TASK DIRECTIONS: Please write out the data below again, starting at the line that contains "## Example: detecting woman's eye" and ending at the end of the data. Keep every line as it is, except multiply each bounding-box coordinate after "Output:" by 2.25 and round it to a whole number, with halves rounded up.

───── GIVEN RECORDS ─────

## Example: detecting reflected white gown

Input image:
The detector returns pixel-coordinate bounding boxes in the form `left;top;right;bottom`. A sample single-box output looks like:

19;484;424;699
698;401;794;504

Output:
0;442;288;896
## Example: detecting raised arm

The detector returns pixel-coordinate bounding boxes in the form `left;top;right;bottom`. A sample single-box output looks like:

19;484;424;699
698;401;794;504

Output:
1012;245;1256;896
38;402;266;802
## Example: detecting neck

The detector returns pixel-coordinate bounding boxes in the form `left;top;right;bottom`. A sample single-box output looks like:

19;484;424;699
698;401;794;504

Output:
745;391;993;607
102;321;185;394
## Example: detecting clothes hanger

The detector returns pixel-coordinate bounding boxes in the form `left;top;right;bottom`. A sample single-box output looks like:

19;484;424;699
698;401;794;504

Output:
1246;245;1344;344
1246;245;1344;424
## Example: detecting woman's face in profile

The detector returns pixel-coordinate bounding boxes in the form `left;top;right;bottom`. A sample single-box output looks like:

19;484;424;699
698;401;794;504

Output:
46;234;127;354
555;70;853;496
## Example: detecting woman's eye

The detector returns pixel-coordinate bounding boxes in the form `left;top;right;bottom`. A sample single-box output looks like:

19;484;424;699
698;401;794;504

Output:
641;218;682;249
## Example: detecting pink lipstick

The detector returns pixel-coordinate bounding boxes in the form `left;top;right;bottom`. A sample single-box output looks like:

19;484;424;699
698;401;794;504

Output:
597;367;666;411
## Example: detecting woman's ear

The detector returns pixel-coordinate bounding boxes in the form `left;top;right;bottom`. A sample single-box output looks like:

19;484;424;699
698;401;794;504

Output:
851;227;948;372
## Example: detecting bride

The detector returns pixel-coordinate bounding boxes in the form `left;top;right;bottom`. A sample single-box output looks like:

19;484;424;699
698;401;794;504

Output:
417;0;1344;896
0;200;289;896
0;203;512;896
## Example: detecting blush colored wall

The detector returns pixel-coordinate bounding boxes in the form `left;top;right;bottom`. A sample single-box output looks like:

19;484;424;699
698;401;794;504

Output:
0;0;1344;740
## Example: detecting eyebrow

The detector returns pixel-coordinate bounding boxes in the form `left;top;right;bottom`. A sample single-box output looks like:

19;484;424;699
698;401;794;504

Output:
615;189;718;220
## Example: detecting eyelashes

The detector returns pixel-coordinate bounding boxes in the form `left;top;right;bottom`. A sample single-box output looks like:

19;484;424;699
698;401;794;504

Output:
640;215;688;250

─────

EXERCISE ANSWER:
## Example: detecting woman's eye

The detector returns pixel-coordinate bounding boxes in the form `left;top;right;bottom`. A sample single-box output looks like:

19;484;424;699
698;401;794;504

Output:
1442;491;1535;560
## Example: detecting pink lipstick

The detector returns pixel-coordinate bounding boxes in the form `left;top;right;bottom`. A sample single-box output looks like:

19;484;424;699
698;401;794;504

Output:
1343;826;1499;925
## Example: detecting woman's ear

The detector returns pixel-coordinate bounding boxes in the form `left;top;right;bottom`. A sample single-box output looks like:

19;484;424;699
698;401;794;504

Output:
1915;511;2133;837
## Example: detecting bride

The detector returns pixel-coordinate bounding boxes in the form `left;top;right;bottom`. A sample single-box output looks like:

19;484;424;699
698;401;794;504

Output:
938;0;3024;2016
0;450;650;2016
0;457;1152;2016
## Example: detecting blush colored wall

The detector returns pixel-coordinate bounding boxes in the form `left;top;right;bottom`. A sample single-box output looks like:

19;484;424;699
698;401;794;504

Output:
0;0;3024;1665
## Example: detecting eyebrow

The detector returns pixel-coordinate bounding boxes in the form `left;top;right;bottom`. A sample single-box output looks like:

19;484;424;699
698;401;794;504

Output:
1384;425;1616;495
## Example: detecting eyelashes

The detector returns pixel-coordinate bounding boxes in the form `left;top;right;bottom`. A sample single-box output looks like:

19;484;424;699
698;401;794;504

Output:
1440;484;1548;563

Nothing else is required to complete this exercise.